------ Records for this exercise

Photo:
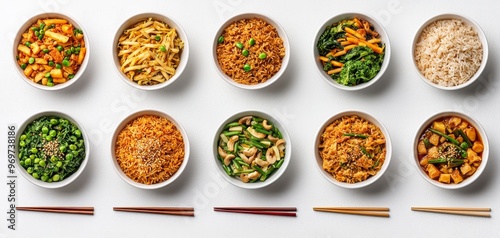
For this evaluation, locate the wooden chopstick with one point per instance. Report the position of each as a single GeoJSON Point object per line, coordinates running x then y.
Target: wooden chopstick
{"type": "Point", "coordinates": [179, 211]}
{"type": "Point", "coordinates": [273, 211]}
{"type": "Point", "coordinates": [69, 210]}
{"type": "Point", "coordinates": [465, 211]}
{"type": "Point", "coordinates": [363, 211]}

------------
------ Records for this exercise

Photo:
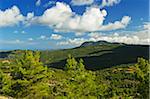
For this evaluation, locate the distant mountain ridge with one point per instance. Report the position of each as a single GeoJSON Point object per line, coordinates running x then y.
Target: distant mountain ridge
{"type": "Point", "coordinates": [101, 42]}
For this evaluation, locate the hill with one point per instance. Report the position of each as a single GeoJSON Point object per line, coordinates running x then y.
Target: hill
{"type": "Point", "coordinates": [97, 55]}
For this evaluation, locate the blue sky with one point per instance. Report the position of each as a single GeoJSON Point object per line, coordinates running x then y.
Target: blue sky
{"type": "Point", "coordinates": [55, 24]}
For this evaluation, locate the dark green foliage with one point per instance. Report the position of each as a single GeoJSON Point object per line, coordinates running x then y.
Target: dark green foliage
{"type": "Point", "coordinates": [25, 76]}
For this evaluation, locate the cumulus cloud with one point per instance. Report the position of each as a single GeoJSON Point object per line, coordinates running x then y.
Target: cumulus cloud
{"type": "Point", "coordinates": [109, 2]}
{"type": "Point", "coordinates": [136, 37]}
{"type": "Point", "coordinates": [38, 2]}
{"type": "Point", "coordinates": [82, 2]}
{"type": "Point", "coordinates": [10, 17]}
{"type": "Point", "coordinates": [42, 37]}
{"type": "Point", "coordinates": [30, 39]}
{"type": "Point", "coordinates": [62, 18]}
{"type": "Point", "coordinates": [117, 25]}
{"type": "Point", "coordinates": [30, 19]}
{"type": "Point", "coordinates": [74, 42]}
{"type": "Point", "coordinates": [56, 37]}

------------
------ Records for this exercise

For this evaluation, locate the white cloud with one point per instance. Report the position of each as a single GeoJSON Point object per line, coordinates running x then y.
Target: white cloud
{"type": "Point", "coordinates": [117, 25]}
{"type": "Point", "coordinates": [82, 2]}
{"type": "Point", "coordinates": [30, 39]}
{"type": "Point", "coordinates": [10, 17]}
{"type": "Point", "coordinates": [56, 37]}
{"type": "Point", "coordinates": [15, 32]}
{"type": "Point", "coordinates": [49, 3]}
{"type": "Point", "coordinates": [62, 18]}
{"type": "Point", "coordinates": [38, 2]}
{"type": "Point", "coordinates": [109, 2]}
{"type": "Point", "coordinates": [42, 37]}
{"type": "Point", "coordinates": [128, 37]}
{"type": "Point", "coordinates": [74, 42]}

------------

### Aim of the exercise:
Locate every line in the data entries above that contains the word "Target" and copy each of those lines.

### Output below:
Target: wooden chopstick
Target: distant mountain ridge
Target: hill
Target: blue sky
Target: dark green foliage
Target: cumulus cloud
Target: white cloud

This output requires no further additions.